• Dataset records:
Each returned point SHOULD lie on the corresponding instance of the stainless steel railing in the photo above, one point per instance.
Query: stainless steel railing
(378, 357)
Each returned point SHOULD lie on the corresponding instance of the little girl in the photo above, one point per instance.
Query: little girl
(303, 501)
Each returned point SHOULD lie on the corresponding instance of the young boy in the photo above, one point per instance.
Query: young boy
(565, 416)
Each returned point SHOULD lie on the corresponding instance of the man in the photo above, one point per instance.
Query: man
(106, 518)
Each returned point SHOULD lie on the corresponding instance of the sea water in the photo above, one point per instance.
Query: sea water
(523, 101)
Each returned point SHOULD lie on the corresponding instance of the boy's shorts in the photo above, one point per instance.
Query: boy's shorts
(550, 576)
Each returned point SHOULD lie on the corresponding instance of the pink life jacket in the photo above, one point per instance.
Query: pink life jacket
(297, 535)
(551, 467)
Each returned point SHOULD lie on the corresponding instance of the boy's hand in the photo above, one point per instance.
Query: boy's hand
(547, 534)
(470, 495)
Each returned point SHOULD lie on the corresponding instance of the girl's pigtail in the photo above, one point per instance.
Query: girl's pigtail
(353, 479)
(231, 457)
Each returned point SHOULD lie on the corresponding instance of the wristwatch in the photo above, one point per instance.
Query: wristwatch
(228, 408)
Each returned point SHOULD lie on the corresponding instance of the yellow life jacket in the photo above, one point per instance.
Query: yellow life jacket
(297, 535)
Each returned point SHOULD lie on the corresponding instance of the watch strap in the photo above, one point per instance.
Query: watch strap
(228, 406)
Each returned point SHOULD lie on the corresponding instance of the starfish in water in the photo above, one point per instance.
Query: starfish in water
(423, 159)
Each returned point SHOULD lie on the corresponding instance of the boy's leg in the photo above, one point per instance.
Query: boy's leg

• Aim of the task:
Nothing in the records above may be left out; repeat them exactly.

• Solution to this task:
Each returned point SHOULD lie on the corresponding instance of the stainless steel railing in the photo above, one point per instance.
Query: stainless steel railing
(378, 357)
Each returned point SHOULD lie on the corresponding instance of the little girl in the photo above, one point per instance.
Query: little girl
(303, 501)
Each returned point SHOULD lie on the corresponding instance of the young boy in the photo above, one point per instance.
Query: young boy
(565, 416)
Each returned point SHOULD lie on the corresponding instance of the man in the photo above, one point per instance.
Query: man
(106, 518)
Each returned point SHOULD lie on the corresponding instance of the sea water in the photo above, one point per instance.
Query: sea water
(523, 101)
Each returned point SHOULD lie on the corresponding instance of the boy's shorts in the photo above, one point per instance.
Query: boy's shorts
(550, 576)
Each returned point SHOULD lie on the corresponding instance of the pink life jacket in the photo above, one point per instance.
Query: pink life jacket
(297, 535)
(551, 467)
Each returned point SHOULD lie on the corresponding instance of the boy's hand in the photo above, one point per instance.
Query: boy's hand
(547, 534)
(470, 495)
Each returned point SHOULD lie on the corresponding instance of the girl's pigtail in the photo above, one point per instance.
Query: girl's pigtail
(353, 479)
(231, 457)
Each returned point SHOULD lie on the corresponding instance of the wristwatch in the photo above, one point per instance.
Query: wristwatch
(228, 408)
Each returned point SHOULD lie on the corresponding instance of the yellow life jacket in the photo above, one point per instance.
Query: yellow life jacket
(297, 535)
Each returned point SHOULD lie on the corresponding instance of the watch strap in the photo above, one point per instance.
Query: watch strap
(228, 406)
Each returned point SHOULD lie on the corresponding instance of the starfish in water in the photo above, one point per instance.
Query: starfish in water
(423, 159)
Each returned point SHOULD lie on the corresponding instance of the boy's leg in the photo above, one point per instance.
Query: boy's leg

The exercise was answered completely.